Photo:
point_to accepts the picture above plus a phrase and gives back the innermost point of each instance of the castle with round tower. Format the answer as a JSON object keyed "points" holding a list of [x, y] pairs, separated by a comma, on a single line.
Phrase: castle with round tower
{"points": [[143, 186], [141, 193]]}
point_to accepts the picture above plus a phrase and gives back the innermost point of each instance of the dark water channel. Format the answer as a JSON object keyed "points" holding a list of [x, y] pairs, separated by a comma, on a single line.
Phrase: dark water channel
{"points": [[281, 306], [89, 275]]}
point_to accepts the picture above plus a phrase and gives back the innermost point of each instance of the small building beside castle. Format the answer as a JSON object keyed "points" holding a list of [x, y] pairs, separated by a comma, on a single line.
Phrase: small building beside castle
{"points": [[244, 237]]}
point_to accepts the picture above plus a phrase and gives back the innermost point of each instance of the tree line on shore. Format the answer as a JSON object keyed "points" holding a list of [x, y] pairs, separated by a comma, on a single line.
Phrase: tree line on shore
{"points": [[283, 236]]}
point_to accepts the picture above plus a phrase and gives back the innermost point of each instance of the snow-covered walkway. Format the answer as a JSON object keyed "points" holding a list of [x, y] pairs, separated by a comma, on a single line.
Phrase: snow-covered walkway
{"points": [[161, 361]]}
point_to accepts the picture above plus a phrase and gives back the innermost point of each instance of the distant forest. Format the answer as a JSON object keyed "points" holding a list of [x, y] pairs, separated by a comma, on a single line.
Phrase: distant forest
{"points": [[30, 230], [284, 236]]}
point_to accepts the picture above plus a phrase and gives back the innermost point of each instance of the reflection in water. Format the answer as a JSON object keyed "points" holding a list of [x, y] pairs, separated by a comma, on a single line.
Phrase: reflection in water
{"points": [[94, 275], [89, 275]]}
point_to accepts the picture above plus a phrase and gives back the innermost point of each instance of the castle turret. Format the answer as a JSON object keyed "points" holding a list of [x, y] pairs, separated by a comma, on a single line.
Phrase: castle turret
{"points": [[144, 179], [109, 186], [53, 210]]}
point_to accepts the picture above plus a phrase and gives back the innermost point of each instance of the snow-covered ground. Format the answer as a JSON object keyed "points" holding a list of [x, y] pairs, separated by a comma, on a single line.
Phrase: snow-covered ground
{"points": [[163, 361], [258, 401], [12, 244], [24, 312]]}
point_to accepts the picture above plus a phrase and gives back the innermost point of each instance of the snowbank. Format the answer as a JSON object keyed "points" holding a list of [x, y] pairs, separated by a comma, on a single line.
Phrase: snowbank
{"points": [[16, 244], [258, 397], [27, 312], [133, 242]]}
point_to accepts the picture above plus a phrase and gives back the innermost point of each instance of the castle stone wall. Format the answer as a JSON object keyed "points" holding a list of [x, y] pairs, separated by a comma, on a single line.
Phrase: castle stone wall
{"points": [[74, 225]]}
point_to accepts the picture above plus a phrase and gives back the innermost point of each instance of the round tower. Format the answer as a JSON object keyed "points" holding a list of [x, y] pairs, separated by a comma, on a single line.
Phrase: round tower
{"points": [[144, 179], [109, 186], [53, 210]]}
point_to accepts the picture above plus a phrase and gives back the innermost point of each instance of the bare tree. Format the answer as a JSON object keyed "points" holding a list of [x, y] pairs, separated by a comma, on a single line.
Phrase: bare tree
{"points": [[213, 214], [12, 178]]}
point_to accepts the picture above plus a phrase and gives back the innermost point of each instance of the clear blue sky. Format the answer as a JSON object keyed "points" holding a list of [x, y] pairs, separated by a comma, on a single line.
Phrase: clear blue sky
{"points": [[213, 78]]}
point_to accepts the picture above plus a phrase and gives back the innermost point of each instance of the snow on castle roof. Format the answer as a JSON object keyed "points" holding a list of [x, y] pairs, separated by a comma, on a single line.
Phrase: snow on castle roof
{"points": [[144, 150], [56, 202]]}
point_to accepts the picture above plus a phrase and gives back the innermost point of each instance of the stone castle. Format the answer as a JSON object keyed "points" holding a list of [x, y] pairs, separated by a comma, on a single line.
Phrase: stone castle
▬▬▬▬▬▬
REQUIREMENT →
Transcribe every entry word for word.

TASK RESPONSE →
Photo:
point_to accepts the picture above plus a phrase and gives back the innermost point of each instance of the castle with round tower. Format the answer as a JSON object keyed "points" holding a list of [x, y] pairs, separated by a comma, on a single line.
Phrase: castle with round tower
{"points": [[143, 186], [141, 193]]}
point_to accepts the picture above plus a phrase and gives back the innermost point of each instance of the dark water channel. Format the answer as a JSON object keyed "points" holding a list of [x, y] pairs, separated by a comma, on a single line.
Phrase: dark water channel
{"points": [[281, 306], [89, 275]]}
point_to accepts the picture above plus a phrase and gives back the innermost point of each instance of the small building beside castle. Format the answer as a JSON object keyed "points" holding a list of [x, y] pairs, separated by a comma, on a single line.
Phrase: small building beside castle
{"points": [[244, 237]]}
point_to accepts the picture above plus a phrase and gives back the innermost point of each instance of the tree line on shore. Format the answer as a JSON object keyed "points" holding a list of [x, y] pairs, separated by a comma, on a single line.
Phrase: tree line on shore
{"points": [[283, 236]]}
point_to accepts the picture above plus a phrase and gives back the innermost point of each instance of the snow-covered walkway. Format the answer as a JSON object keyed "points" holding a list of [x, y] pairs, separated by a comma, on a single line.
Phrase: snow-covered walkway
{"points": [[161, 361]]}
point_to accepts the picture above plus a phrase and gives back the innermost point of each instance of the distant forest. Format the answer as a JSON object keyed "points" holding a list of [x, y] pairs, separated by a comma, on a single line.
Phrase: distant forest
{"points": [[30, 230], [284, 236]]}
point_to accepts the picture above plus a phrase and gives back the innermost point of each instance of the reflection in water. Format the answer as a JSON object keyed "points" holding a list of [x, y] pairs, separated by a comma, on a single line.
Phrase: reflection in water
{"points": [[94, 275], [89, 275]]}
point_to accepts the picture above plus a phrase and gives back the innermost point of each instance of the castle turret. Format the answer as a JSON object keyed "points" holding a list of [x, y] pairs, separated by a comma, on a single line.
Phrase: castle turret
{"points": [[144, 179], [109, 186], [53, 210]]}
point_to accepts the picture above plus a phrase and gives back the innermost point of each instance of the snow-covered ground. Format the answer as a JSON object keyed "points" holding a list of [x, y] pairs, separated by a comma, on a single line.
Phrase: snow-covered ground
{"points": [[163, 361], [258, 401], [12, 244], [24, 312]]}
point_to accepts the picture above plus a phrase and gives back the innermost point of each instance of the snowbank. Format the answer as a JSON object keyed "points" holding a list of [x, y] pairs, separated by a comma, on a single line.
Phrase: snowbank
{"points": [[16, 244], [258, 397], [27, 312], [133, 242]]}
point_to accepts the picture above plus a phrase and gives back the innermost point of each instance of the castle stone wall. Format the answer as a JSON object keyed "points" holding a list of [x, y] pairs, separated by a comma, on a single line.
Phrase: castle stone wall
{"points": [[74, 225]]}
point_to accepts the picture above plus a phrase and gives back the innermost point of each instance of the round tower. Format the answer as a JSON object keyed "points" holding a list of [x, y] pairs, separated by a comma, on a single line.
Phrase: round tower
{"points": [[144, 179], [109, 186], [53, 210]]}
point_to accepts the picture above plus a phrase and gives back the innermost point of each instance of the bare tree. Format the answer as a JSON object keyed "points" holding a list of [x, y] pairs, separated by a comma, on a single line.
Phrase: bare tree
{"points": [[213, 214], [12, 178]]}
point_to accepts the picture above plus a phrase and gives back the innermost point of each instance of the clear blue sky. Format the answer as a JSON object keyed "points" holding a list of [x, y] pairs, separated by a comma, on a single line.
Phrase: clear blue sky
{"points": [[213, 78]]}
point_to accepts the picture above plus a phrase and gives back the innermost point of each instance of the snow on castle roof. Format the answer as a JSON object keyed "points" holding a list of [x, y] pairs, separated by a comma, on a single line.
Phrase: snow on castle roof
{"points": [[144, 150], [56, 202]]}
point_to accepts the picture above plus a phrase and gives back the innermost point of each instance of the stone castle. Format the answer as a JSON object keyed "points" holding a list of [x, y] pairs, separated by a comma, on a single line.
Phrase: stone castle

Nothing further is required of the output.